====== Records shown

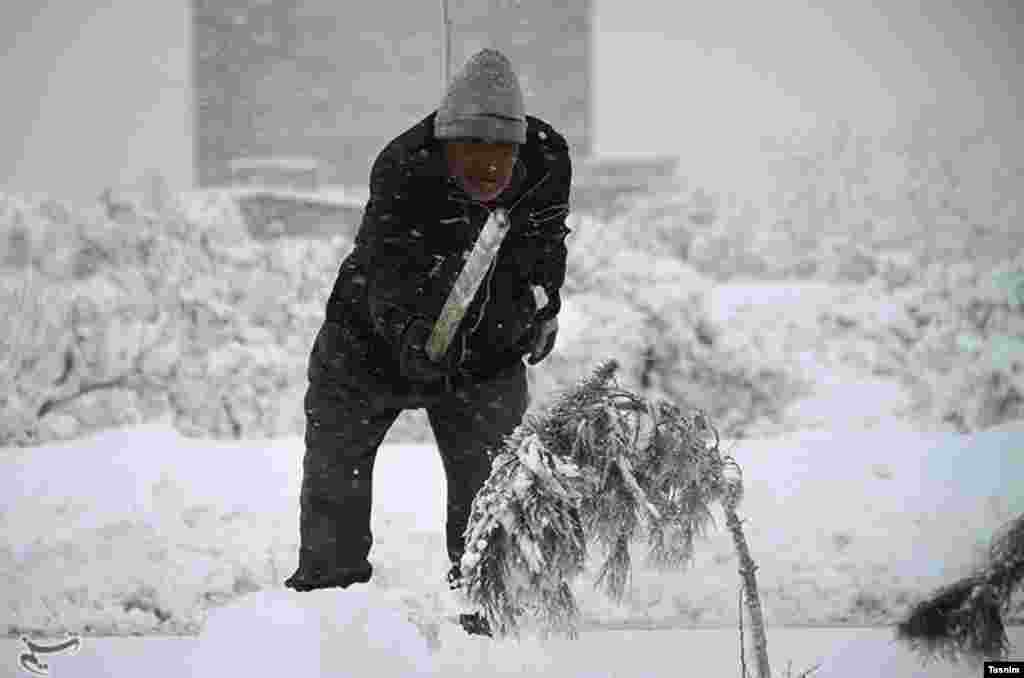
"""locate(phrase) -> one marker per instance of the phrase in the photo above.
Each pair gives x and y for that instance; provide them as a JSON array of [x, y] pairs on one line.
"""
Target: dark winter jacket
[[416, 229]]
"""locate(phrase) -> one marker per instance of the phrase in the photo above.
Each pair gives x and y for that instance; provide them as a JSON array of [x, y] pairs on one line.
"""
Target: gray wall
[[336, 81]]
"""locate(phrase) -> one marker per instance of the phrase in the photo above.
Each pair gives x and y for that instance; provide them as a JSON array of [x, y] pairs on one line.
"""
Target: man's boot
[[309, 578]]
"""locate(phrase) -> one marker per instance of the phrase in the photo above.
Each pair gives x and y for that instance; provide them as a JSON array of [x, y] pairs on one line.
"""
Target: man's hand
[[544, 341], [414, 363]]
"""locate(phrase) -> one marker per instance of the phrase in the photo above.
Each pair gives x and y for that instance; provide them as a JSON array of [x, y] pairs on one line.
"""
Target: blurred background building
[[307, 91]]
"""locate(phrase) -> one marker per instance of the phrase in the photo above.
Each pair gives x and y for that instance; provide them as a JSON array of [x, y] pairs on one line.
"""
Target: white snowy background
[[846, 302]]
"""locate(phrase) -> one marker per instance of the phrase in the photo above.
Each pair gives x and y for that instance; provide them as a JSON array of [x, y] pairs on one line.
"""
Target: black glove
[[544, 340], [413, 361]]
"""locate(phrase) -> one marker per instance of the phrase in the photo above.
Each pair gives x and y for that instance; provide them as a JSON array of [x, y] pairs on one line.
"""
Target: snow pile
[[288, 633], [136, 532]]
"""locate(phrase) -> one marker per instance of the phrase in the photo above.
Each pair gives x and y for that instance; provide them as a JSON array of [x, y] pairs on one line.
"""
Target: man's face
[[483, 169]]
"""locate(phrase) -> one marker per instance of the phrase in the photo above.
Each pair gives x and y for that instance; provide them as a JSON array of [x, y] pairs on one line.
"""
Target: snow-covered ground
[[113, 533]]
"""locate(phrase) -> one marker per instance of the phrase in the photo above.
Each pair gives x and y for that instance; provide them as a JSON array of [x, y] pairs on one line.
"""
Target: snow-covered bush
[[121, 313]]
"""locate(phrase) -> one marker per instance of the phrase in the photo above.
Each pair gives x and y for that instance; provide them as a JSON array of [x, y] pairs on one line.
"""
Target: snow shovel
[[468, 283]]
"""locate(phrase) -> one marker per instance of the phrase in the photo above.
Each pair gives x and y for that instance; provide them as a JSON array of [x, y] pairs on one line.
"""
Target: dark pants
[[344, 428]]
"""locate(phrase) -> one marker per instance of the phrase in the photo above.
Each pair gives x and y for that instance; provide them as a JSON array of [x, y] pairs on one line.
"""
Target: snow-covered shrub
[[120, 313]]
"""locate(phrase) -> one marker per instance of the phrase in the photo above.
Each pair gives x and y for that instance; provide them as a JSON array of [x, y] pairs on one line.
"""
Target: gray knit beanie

============
====== Records shown

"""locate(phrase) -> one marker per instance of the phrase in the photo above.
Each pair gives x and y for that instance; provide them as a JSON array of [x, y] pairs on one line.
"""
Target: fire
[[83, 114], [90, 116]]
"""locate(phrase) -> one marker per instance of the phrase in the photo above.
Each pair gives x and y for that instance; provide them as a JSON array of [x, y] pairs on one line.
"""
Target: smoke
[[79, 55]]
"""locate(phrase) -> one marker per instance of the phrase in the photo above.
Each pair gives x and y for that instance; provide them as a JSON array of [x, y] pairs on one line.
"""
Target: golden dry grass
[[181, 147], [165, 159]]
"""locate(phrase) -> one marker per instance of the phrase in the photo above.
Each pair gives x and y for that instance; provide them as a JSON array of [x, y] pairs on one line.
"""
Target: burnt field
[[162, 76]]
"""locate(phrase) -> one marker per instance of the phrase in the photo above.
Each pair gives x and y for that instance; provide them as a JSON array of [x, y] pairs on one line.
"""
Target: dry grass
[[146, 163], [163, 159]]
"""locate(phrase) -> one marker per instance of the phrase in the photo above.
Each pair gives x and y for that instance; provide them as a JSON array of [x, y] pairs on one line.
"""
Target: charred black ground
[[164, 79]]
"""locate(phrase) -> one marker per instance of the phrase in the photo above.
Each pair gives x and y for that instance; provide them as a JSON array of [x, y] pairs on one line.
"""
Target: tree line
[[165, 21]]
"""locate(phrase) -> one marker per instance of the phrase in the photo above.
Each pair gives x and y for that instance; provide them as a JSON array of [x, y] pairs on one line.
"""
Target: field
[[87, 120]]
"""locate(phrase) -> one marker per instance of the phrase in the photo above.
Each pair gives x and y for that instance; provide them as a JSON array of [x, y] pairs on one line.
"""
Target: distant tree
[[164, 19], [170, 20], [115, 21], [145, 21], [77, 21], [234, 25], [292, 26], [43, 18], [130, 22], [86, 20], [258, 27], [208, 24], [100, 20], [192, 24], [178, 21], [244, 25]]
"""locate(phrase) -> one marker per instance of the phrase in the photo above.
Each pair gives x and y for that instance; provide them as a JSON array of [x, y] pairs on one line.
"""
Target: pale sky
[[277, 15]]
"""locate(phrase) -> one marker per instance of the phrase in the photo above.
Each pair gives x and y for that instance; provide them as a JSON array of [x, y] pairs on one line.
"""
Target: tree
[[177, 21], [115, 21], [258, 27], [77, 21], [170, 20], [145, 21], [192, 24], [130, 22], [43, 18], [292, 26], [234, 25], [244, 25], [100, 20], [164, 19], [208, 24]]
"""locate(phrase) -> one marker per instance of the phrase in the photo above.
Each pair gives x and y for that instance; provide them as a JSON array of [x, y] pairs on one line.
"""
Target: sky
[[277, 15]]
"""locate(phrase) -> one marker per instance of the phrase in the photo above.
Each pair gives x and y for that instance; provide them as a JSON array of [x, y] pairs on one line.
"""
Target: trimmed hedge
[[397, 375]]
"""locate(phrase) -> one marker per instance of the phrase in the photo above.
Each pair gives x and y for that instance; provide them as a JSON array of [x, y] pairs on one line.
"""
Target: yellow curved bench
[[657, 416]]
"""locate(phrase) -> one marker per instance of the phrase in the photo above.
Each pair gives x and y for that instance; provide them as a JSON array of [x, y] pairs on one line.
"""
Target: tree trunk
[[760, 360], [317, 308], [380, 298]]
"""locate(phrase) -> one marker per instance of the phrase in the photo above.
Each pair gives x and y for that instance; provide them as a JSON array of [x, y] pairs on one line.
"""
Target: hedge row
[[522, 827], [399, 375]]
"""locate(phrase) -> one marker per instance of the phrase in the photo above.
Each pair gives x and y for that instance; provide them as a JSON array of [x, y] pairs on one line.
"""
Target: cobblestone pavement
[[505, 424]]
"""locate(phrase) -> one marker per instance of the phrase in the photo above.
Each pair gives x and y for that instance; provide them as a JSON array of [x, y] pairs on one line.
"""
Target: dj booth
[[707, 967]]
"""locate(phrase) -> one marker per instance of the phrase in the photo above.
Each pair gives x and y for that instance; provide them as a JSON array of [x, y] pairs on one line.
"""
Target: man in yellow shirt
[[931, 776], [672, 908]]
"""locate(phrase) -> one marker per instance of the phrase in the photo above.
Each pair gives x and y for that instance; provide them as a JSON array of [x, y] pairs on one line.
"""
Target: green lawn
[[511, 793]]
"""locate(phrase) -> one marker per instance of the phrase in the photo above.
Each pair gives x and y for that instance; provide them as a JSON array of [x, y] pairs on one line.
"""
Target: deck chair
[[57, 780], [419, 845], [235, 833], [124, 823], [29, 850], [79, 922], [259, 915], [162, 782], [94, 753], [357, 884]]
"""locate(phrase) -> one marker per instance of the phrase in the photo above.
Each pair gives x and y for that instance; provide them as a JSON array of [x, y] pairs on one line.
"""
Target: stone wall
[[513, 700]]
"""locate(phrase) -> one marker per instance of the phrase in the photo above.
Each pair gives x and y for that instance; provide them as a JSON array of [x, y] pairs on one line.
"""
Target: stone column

============

• **Direction**: Please gather every line from the rows above that contains the string "hedge", and copy each one unchanged. The match is case-sensitive.

• **Answer to this problem**:
Target: trimmed hedge
Target: hedge row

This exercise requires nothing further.